L’Église n’a jamais dénoncé l’esclavage, et l’a même justifié en ne reconnaissant pas les Noirs ou les Indiens d’Amérique comme des hommes.

La réalité

Dès le Ier siècle, l’Église accorde aux esclaves la même dignité qu’aux hommes libres : tous peuvent également recevoir le baptême et les autres sacrements, tous sont strictement égaux sur le plan religieux, et deux papes des premiers siècles sont même d’anciens esclaves. Sous l’influence chrétienne, l’Occident médiéval abolit rapidement l’esclavage ; on dit même au milieu du Moyen Âge que « le sol de France affranchit tout esclave qui le foule »[1]. Même si plusieurs théologiens ou instances de l’Église cherchent par moments à expliquer ou à justifier l’esclavage, les interventions des papes vont très clairement dans le sens de l’abolition, et cette condamnation de l’esclavage par les papes est réitérée à de nombreuses reprises (Unum est de Jean VIII en 873, Sicut dudum d’Eugène IV en 1435, Sublimis Deus de Paul III en 1537, Commissum nobis d’Urbain VIII en 1639, Immensa Pastorum de Benoît XIV en 1741, lettre apostolique de Pie VII à Louis XVIII pour le Congrès de Vienne en 1814, In supremo apostolatus de Grégoire XVI en 1839, In plurimis et Catholicæ Eccelsiæ de Léon XIII en 1888 et 1890). Enfin, l’Église ne cesse de dénoncer toutes les formes actuelles d’esclavage et de consacrer de nombreux moyens humains et financiers au respect de la dignité de toute personne humaine.

Quelques exemples

  • La tradition rapporte que les papes Pie Ier (mort v. 155) et Calixte Ier (mort en 222) étaient d’anciens esclaves[2].

  • Constantin (272-337), premier empereur romain chrétien, mène une politique d’adoucissement de l’esclavage, interdisant notamment que les membres d’une même famille soient vendus séparément[3].

Données fournies =>

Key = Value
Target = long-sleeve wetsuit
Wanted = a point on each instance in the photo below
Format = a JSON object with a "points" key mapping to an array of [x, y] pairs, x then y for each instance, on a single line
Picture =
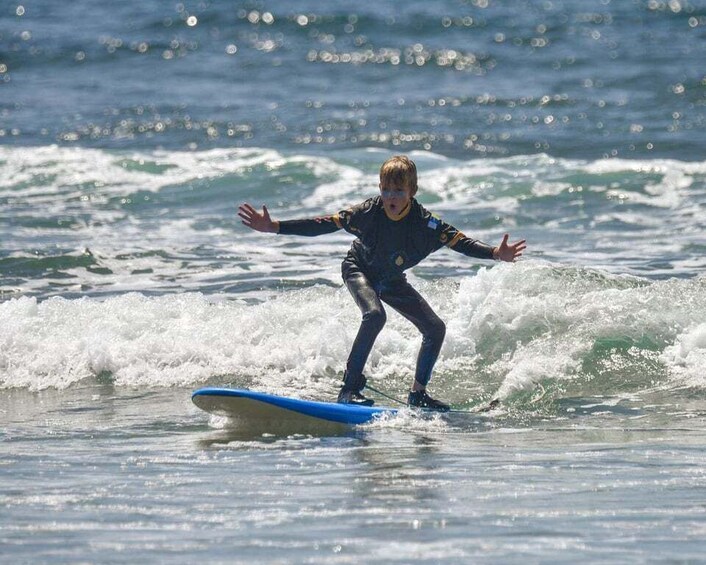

* * *

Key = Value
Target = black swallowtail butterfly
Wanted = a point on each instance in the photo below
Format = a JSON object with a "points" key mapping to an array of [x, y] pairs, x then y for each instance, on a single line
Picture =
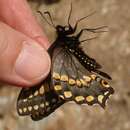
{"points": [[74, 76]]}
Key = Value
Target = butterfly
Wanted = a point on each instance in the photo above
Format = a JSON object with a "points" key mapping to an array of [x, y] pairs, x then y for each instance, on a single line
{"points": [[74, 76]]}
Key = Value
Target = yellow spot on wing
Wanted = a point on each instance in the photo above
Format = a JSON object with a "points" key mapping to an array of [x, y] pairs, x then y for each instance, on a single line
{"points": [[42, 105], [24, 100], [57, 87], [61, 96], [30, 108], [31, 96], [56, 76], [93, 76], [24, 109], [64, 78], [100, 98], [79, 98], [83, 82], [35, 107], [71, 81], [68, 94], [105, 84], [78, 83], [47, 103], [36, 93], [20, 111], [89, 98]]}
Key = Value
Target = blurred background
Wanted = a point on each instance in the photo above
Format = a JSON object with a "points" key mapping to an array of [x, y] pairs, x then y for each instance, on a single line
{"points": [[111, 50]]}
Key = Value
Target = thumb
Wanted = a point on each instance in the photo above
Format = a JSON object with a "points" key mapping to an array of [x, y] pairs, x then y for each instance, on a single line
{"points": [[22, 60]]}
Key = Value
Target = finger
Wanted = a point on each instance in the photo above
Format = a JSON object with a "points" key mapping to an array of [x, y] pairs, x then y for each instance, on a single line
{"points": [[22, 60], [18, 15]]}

Consigne 1 => Pour chaque affirmation, dites si elle concorde avec l’extrait sur l’Église et l’esclavage, puis citez les mots du texte qui tranchent : (a) deux papes des premiers siècles avaient été esclaves ; (b) Eugène IV publie Sicut dudum en 1537 ; (c) Constantin interdit de vendre séparément les membres d’une même famille.
Consigne 2 => D’après l’extrait sur l’Église et l’esclavage, quel pape a publié Sublimis Deus, et en quelle année ?

Corrigé détaillé 1 =>
(a) Oui : « deux papes des premiers siècles sont même d’anciens esclaves ».
(b) Non : « Sicut dudum d’Eugène IV en 1435 ».
(c) Oui : « interdisant notamment que les membres d’une même famille soient vendus séparément ».

Corrigé détaillé 2 => Paul III, en 1537.